(Beginning of EXERCISE MATERIALS)

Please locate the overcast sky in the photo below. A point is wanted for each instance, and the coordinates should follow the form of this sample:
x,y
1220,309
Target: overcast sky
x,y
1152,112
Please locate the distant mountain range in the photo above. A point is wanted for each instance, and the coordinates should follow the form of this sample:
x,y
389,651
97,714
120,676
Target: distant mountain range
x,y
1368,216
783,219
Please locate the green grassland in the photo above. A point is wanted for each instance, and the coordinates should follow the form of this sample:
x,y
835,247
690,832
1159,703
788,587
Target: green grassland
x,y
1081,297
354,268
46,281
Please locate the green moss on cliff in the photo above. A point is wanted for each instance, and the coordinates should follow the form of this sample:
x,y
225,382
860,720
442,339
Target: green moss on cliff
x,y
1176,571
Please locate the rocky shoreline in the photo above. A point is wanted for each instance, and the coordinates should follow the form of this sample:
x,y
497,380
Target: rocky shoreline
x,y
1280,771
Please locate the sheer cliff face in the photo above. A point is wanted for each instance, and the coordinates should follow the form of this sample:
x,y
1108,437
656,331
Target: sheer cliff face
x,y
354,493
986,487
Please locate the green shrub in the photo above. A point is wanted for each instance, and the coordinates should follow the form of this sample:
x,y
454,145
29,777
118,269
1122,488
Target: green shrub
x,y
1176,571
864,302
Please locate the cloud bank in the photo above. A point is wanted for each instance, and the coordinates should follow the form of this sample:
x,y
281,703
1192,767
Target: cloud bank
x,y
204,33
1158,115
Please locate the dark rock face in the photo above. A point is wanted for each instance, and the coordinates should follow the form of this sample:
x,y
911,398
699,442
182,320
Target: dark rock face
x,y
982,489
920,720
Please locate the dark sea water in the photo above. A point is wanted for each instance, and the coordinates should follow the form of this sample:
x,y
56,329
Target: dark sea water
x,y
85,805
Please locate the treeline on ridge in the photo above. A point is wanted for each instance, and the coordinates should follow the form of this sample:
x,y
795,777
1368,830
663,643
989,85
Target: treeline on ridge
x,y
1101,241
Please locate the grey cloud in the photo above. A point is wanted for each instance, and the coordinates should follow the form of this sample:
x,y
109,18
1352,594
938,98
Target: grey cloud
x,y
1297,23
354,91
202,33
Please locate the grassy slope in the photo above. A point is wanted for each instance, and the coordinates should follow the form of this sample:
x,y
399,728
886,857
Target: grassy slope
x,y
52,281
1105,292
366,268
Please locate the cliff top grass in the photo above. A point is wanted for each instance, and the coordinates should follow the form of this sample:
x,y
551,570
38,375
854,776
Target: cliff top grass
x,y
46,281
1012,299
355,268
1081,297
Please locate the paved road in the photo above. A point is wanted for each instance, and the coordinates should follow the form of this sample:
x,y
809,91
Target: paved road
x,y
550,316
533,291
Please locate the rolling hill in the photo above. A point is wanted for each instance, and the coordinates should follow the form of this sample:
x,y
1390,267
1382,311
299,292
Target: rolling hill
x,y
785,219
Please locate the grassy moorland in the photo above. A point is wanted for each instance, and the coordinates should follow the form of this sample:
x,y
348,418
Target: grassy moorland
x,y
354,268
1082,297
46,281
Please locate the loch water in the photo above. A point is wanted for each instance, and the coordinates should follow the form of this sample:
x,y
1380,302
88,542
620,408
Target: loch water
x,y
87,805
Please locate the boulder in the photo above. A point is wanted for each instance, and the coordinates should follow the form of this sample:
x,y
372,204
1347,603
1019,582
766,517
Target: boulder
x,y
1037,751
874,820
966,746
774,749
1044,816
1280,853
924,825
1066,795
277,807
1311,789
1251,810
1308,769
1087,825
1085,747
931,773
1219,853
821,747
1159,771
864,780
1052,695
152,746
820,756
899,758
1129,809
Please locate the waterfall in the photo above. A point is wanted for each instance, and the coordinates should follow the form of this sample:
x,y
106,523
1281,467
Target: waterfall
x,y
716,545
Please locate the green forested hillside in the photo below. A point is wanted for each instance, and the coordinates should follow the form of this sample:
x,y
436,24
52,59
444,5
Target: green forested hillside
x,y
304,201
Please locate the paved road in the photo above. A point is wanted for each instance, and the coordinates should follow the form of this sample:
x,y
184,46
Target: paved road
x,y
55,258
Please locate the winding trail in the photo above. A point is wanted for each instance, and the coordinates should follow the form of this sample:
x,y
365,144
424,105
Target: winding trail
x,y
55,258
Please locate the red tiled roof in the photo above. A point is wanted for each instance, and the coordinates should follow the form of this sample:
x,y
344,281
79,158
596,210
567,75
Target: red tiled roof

(End of EXERCISE MATERIALS)

INSTRUCTIONS FOR THE TASK
Could you return every record above exactly as written?

RESPONSE FOR THIS EXERCISE
Please locate the overcast sky in the photo below. A point is wanted for each instance, and the coordinates should follow the form of this sample:
x,y
1220,309
Target: overcast sky
x,y
1152,112
Please locate the distant mountain range in the photo above. A point is wanted for each instance, and the coordinates should follow the form of this sample:
x,y
389,651
97,714
120,676
Target: distant mountain range
x,y
1368,216
783,219
Please locate the green grassland in the photo above. A point is wanted for each instance, and the coordinates should follow the form of this sample:
x,y
835,247
690,832
1159,703
788,587
Target: green grassland
x,y
1081,297
354,268
46,281
Please locate the green moss on cliff in the photo above. A point is wanted for each instance, and the coordinates should follow the form of this sample:
x,y
225,382
860,720
442,339
Target: green moss on cliff
x,y
1176,571
Please locate the rocky shoreline in the photo above. A point is wanted for each instance, and the coordinates should follow the form of this sample:
x,y
497,380
Target: rocky shoreline
x,y
1280,771
Please locate the sheer cliff face in the photo above. A point is wanted for each instance, and the coordinates should follow the form of this sample:
x,y
1108,437
656,331
Target: sheer cliff face
x,y
354,493
986,487
Please locate the green shrub in the photo above. A point is wanted for each instance, and the coordinates should follow the form of this sample:
x,y
454,145
29,777
118,269
1122,488
Target: green shrub
x,y
1176,571
864,302
Please locate the cloud bank in the photo above. A point is wanted for each instance, and the coordinates should follow the form of this sample:
x,y
281,703
1192,767
Target: cloud bank
x,y
204,33
1158,115
Please locate the dark rock face in the photo above. A point is wanted for each instance, and the coordinates should follow the form of this sample:
x,y
911,398
699,442
182,320
Target: dark rock face
x,y
982,489
920,720
Please locate the dark sea water in the photo above. A point is wanted for each instance, and the coordinates should follow the form of this sample:
x,y
56,329
Target: dark sea water
x,y
85,805
Please locate the treeline on ridge in the photo above. A point is wanted for each instance, and the coordinates should follow the form of this sample:
x,y
795,777
1368,830
663,643
989,85
Target: treeline on ridge
x,y
1101,241
Please locate the grey cloud in the photo above. A point is wanted for each instance, and the coordinates should follow the form of this sample:
x,y
109,18
1352,594
938,98
Target: grey cloud
x,y
1297,23
354,91
202,33
Please locate the grassy slope in the photo above. A point is wanted for each instance, and the coordinates should follow the form of this sample:
x,y
399,728
886,857
Target: grassy slope
x,y
52,281
1105,292
366,268
Please locate the cliff top grass in the photo above. A point is wanted for each instance, and the coordinates should follow the form of this sample:
x,y
551,570
38,375
854,776
Target: cliff top grass
x,y
46,281
1012,299
355,268
1081,297
Please locate the paved road in the photo above. A point is wanted for each instance, and the coordinates should follow the form of this sample:
x,y
809,91
Target: paved road
x,y
550,316
533,291
Please locate the rolling hill in the photo above. A point is wanted for each instance, and the coordinates should follow the form of this sample:
x,y
1390,267
1382,311
299,292
Target: rolling hill
x,y
785,219
Please locate the grassy moorland in the photo above. A point is wanted for each instance, and the coordinates should follow the form of this sample:
x,y
348,418
Target: grassy moorland
x,y
354,268
1082,297
46,281
Please locate the loch water in the photo above. A point is wanted for each instance, and the coordinates should follow the form of this sample:
x,y
1380,302
88,542
620,408
Target: loch water
x,y
87,805
Please locate the boulder in the photo above. A point is wanted for each instance, and the coordinates should follow the form of this sample:
x,y
372,204
1347,603
1019,582
766,517
Target: boulder
x,y
1037,751
874,820
966,746
774,749
1044,816
1280,853
924,825
1066,795
277,807
1311,789
1251,810
1308,769
1087,825
1085,747
931,773
1219,853
821,747
1159,771
864,780
1052,695
152,746
820,756
899,758
1129,809
Please locate the waterfall in the photo above. A point is wanted for each instance, and the coordinates should follow the form of this sample:
x,y
106,523
1281,467
Target: waterfall
x,y
716,545
Please locate the green forested hillside in the photo below. A point is wanted for each instance, and the coordinates should follow the form of this sample:
x,y
436,24
52,59
444,5
Target: green forested hillside
x,y
304,201
Please locate the paved road in the photo above. A point is wanted for each instance, and the coordinates should follow the form of this sample:
x,y
184,46
Target: paved road
x,y
55,258
Please locate the winding trail in the photo above. A point is wanted for each instance, and the coordinates should follow the form of this sample:
x,y
365,144
424,105
Target: winding trail
x,y
55,258
Please locate the red tiled roof in the photo above. A point is wanted for each instance, and the coordinates should follow the form of this sample:
x,y
344,281
79,158
596,210
567,75
Target: red tiled roof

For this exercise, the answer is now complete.